* **What is required**: Write out again the entries from the first line to the line that includes "Draw the outline", keeping both of those lines.

Source data:
--*--
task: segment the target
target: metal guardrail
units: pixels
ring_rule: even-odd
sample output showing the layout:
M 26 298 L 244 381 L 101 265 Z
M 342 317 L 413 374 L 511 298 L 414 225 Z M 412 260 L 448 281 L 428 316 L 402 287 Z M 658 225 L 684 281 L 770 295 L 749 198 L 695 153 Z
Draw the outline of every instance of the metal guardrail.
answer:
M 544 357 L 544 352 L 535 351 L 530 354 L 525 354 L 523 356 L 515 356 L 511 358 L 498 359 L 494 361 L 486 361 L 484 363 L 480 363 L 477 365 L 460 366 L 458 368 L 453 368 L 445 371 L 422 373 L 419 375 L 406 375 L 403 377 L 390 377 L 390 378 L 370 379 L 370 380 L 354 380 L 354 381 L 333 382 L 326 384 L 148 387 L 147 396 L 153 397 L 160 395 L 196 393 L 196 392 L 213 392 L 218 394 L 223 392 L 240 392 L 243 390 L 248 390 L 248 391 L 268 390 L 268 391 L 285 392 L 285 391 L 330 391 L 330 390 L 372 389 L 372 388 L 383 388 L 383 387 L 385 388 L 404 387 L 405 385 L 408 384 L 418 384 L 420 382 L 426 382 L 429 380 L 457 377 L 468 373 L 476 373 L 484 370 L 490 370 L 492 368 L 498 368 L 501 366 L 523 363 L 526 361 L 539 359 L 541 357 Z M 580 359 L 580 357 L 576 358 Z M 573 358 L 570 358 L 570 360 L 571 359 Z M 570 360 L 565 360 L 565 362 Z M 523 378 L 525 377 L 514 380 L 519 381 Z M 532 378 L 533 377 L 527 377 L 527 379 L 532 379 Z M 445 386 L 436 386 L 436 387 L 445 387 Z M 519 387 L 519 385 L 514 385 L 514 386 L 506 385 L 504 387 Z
--*--
* **Answer to this task**:
task: segment the target
target: metal guardrail
units: pixels
ring_rule: even-odd
sample output showing the layout:
M 26 298 L 244 381 L 101 265 Z
M 342 317 L 413 374 L 511 298 L 414 225 Z M 412 260 L 448 281 L 428 316 L 402 287 Z M 658 225 L 684 281 L 770 295 L 749 198 L 695 153 Z
Draw the outline of every instance of the metal guardrail.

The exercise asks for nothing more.